Instruction: How many lines in the material contain the string "tree"? Respond with the number alone.

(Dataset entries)
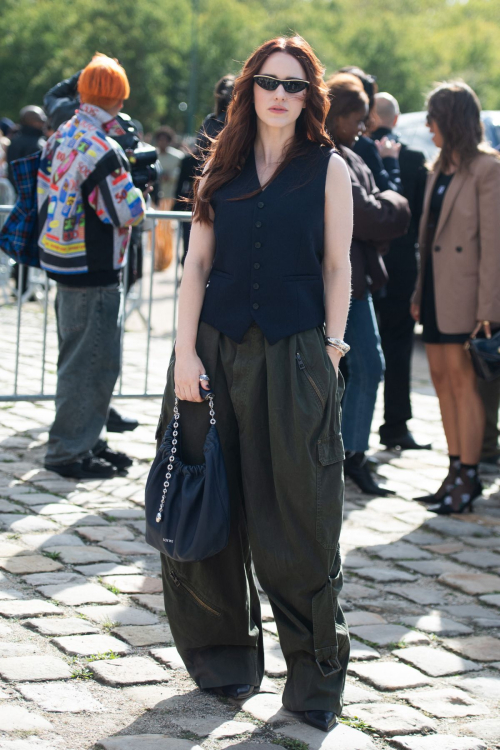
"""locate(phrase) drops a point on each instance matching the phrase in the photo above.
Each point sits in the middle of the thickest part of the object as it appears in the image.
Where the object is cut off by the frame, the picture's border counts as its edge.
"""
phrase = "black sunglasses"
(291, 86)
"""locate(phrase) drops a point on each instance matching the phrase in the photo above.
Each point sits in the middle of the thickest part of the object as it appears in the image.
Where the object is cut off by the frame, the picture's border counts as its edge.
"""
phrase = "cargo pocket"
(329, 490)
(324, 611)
...
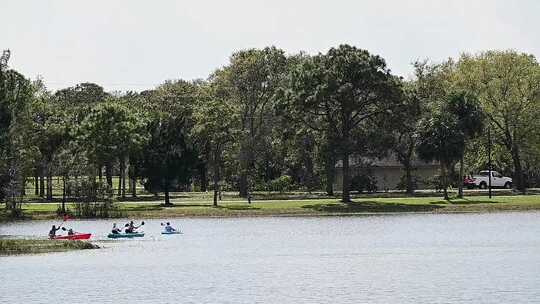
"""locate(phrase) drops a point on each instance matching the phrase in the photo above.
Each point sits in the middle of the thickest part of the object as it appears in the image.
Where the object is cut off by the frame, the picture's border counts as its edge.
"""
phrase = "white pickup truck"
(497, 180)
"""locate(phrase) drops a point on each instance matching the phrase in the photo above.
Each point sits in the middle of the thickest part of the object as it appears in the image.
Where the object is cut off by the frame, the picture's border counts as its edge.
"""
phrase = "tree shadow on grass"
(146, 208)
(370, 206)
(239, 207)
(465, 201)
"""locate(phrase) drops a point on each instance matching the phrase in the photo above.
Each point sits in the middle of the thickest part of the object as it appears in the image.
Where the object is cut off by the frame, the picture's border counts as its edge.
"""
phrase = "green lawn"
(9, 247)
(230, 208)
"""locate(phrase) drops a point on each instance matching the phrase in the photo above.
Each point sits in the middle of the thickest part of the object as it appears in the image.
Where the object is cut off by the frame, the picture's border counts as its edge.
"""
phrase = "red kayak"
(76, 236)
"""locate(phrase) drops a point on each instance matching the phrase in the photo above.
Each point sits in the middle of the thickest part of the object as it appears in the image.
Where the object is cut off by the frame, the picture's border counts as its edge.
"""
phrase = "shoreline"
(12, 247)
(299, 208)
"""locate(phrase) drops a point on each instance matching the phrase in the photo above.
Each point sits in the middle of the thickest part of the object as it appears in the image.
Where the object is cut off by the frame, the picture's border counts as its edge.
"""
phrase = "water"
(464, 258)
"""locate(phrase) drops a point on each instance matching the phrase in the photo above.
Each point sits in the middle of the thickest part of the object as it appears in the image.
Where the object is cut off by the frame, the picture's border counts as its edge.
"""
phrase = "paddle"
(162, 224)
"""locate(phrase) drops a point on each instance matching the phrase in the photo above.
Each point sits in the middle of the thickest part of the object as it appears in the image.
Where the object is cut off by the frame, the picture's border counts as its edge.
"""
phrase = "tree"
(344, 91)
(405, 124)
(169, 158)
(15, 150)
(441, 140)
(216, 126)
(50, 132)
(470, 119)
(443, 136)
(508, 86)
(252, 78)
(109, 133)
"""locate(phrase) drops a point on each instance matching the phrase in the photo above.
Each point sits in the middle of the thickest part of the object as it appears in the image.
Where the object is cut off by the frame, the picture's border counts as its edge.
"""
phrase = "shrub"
---
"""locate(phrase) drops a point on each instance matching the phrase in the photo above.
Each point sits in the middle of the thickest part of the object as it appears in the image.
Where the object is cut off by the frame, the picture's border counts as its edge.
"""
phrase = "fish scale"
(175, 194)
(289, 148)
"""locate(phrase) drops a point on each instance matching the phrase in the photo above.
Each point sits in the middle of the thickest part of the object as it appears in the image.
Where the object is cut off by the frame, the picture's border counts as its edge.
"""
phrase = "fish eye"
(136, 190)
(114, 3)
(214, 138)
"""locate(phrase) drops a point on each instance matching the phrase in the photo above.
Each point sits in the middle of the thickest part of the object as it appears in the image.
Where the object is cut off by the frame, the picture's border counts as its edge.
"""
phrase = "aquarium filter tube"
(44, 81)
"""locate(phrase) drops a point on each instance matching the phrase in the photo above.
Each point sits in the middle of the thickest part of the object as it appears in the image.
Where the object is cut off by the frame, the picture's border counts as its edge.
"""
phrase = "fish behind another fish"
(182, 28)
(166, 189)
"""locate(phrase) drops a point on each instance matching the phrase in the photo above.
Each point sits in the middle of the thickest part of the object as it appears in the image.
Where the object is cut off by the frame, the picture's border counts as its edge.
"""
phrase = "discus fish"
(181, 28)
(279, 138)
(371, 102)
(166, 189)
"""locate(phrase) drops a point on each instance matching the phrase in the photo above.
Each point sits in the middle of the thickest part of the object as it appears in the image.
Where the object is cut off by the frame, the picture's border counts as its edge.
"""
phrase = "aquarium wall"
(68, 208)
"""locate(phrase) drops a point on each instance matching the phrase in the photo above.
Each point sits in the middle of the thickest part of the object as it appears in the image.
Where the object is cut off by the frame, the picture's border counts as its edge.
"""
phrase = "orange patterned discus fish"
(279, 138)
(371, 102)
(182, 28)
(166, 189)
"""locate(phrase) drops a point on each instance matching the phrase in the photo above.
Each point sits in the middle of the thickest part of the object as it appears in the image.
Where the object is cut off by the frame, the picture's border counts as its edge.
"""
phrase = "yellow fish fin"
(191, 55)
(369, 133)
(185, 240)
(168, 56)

Expected answer: 2